**TEXT PROVIDED:**
The Moral Majority was predominately a Southern-oriented organization of the Christian Right, although its state chapters and political activity extended beyond the South.[1] The number of state chapters grew quickly, with organizations in eighteen states by 1980.[8][9] The variety of resources available to the Moral Majority at its founding facilitated this rapid expansion, and included Falwell's mailing list from his program, "Old Time Gospel Hour". In addition, the Moral Majority took control of the "Old Time Gospel Hour's" publication, Journal Champion, which had been distributed to the show's donors.[10] Through the 1980s, Falwell was the organization's best-known spokesperson. By 1982, Moral Majority surpassed Christian Voice in size and influence.

The Moral Majority's headquarters were in Lynchburg, Virginia, where Falwell was the presiding minister of the nation's largest independent Baptist church, Thomas Road Baptist Church. Virginia has been a seat of Christian Right politics, being the state where the Christian Coalition's first headquarters were established. Falwell was at the head of the Moral Majority and maintained an advisory board, constituting the organization's primary leadership. This leadership was drawn mostly from Falwell's fellow members of the Baptist Bible Fellowship. Falwell insisted the Moral Majority leadership also include Catholics and Jews, although not all members of the leadership approved of this inclusion.[11]

The Moral Majority was an organization made up of conservative Christian political action committees which campaigned on issues its personnel believed were important to maintaining its Christian conception of moral law. They believed this represented the opinions of the majority of Americans (hence the movement's name). With a membership of millions, the Moral Majority became one of the largest conservative lobby groups in the United States and at its height, it claimed more than four million members and over two million donors.[12] These members were spread among about twenty state organizations, of which Washington State's was the largest. The Moral Majority was incorporated into the Liberty Federation in 1985, remaining a distinct entity but falling under the Liberty Federation's larger jurisdiction. By 1987, Falwell retired as the formal head of the Moral Majority, although he maintained an active and visible role within the organization.

Stored dataset items
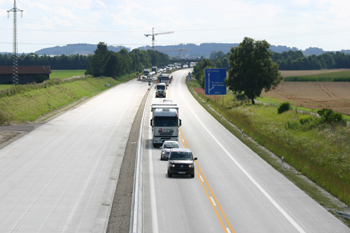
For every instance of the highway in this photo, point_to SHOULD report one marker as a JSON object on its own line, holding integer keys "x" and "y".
{"x": 61, "y": 177}
{"x": 234, "y": 189}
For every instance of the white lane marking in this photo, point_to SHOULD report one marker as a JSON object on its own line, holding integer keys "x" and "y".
{"x": 152, "y": 189}
{"x": 283, "y": 212}
{"x": 137, "y": 203}
{"x": 212, "y": 200}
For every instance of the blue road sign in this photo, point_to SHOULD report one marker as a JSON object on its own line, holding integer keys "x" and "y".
{"x": 214, "y": 81}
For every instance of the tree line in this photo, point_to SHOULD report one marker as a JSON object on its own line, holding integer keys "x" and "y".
{"x": 294, "y": 60}
{"x": 62, "y": 62}
{"x": 114, "y": 64}
{"x": 251, "y": 69}
{"x": 102, "y": 63}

**REQUESTS:**
1. Lay out the listing from the line containing "For every instance of the tree" down to and including its last line as a JSON list of strings, one string per line, with blank lines left out.
2. Carry on the passage about the Moral Majority from the point where it stops.

**EXERCISE RESULTS:**
1.
[
  "For every instance of the tree line in this photo, point_to SHOULD report one marker as a JSON object on its own line, holding integer keys \"x\" and \"y\".",
  "{\"x\": 294, \"y\": 60}",
  "{\"x\": 62, \"y\": 62}",
  "{\"x\": 114, \"y\": 64}",
  "{\"x\": 251, \"y\": 69}",
  "{\"x\": 102, \"y\": 63}"
]

2.
Dissolution

By the end of Ronald Reagan's presidential administration, Christian Right organizations were generally in a phase of decline. After Reagan's two terms in office, donations were decreasing, possibly because after eight years of Christian Right-supported leadership, the nation did not appear to donors to be in the same state of moral peril as they perceived it to be when Reagan first took office.[13] The Moral Majority's financial base seriously eroded by the time it became part of the Liberty Federation; its financial difficulties ultimately were a major factor in the decision to disband the organization.[14] Falwell offered an optimistic public opinion about the Moral Majority's dissolution. Announcing the disbandment of the Moral Majority in 1989 in Las Vegas, Falwell declared, "Our goal has been achieved…The religious right is solidly in place and … religious conservatives in America are now in for the duration."[15]

Organizational goals and composition

The Moral Majority sought to mobilize conservative Americans to become politically active on issues they thought were important. A variety of tactics were used to garner support. These tactics included direct-mail campaigns, telephone hotlines, rallies, and religious television broadcasts.[16] Although the Moral Majority operated for only a decade, it rapidly became a visible political force and was relatively effective in its mobilization goals. According to Robert Liebman and Robert Wuthnow, common explanations for this success include:[17]

• The Moral Majority was founded with strong financial backing already in place.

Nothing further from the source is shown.